INSTRUCTIONS TO FOLLOW -> Set out every line of the rows below as a Markdown table with the columns No and Line, numbering the lines and skipping blank ones. Leave the pictures out of your answer.

DATA PROVIDED ->
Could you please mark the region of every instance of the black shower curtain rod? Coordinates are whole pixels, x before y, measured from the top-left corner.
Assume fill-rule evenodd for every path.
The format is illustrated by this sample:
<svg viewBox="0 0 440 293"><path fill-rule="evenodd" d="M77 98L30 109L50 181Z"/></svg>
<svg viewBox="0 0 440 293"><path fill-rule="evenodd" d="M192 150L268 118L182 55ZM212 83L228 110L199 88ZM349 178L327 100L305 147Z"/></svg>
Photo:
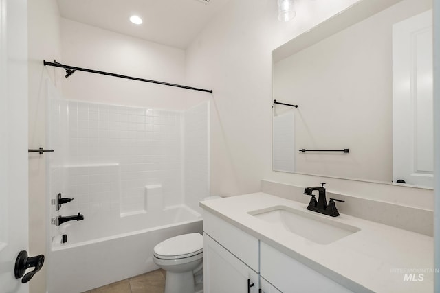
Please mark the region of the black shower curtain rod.
<svg viewBox="0 0 440 293"><path fill-rule="evenodd" d="M204 91L204 92L212 93L212 90L211 89L199 89L199 88L195 88L192 86L182 86L181 84L170 84L168 82L158 82L157 80L133 78L132 76L122 75L121 74L111 73L109 72L99 71L98 70L88 69L87 68L81 68L81 67L76 67L70 66L70 65L65 65L63 64L57 62L56 60L54 60L54 62L43 60L43 64L45 66L47 65L47 66L54 66L55 67L64 68L66 71L66 75L65 75L66 78L67 78L69 76L72 75L76 71L78 70L78 71L90 72L91 73L102 74L104 75L114 76L116 78L126 78L127 80L138 80L140 82L151 82L153 84L163 84L165 86L175 86L175 87L182 88L182 89L191 89L193 91Z"/></svg>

OUTPUT FOR THIS EXERCISE ->
| No | Line |
|---|---|
| 1 | Could you please mark the region of every instance of the black shower curtain rod? Coordinates are whole pixels, x before y, measured from the top-left corner. |
| 2 | Assume fill-rule evenodd for every path. |
| 3 | The format is illustrated by this sample: |
| 4 | <svg viewBox="0 0 440 293"><path fill-rule="evenodd" d="M77 98L30 109L50 181Z"/></svg> |
| 5 | <svg viewBox="0 0 440 293"><path fill-rule="evenodd" d="M192 150L268 118L182 55ZM212 83L228 110L199 88ZM349 178L327 100L305 147Z"/></svg> |
| 6 | Photo: |
| 7 | Please mark the region of the black shower curtain rod. |
| 8 | <svg viewBox="0 0 440 293"><path fill-rule="evenodd" d="M204 91L204 92L212 93L212 90L211 89L199 89L199 88L195 88L192 86L182 86L181 84L170 84L168 82L158 82L157 80L133 78L132 76L122 75L121 74L111 73L109 72L99 71L98 70L88 69L87 68L81 68L81 67L76 67L70 66L70 65L65 65L63 64L57 62L56 60L54 60L54 62L43 60L43 64L45 66L47 65L47 66L54 66L55 67L64 68L66 71L66 75L65 75L66 78L67 78L69 76L72 75L76 71L78 70L78 71L90 72L91 73L102 74L104 75L114 76L116 78L126 78L127 80L138 80L140 82L151 82L153 84L163 84L165 86L175 86L175 87L182 88L182 89L191 89L193 91Z"/></svg> |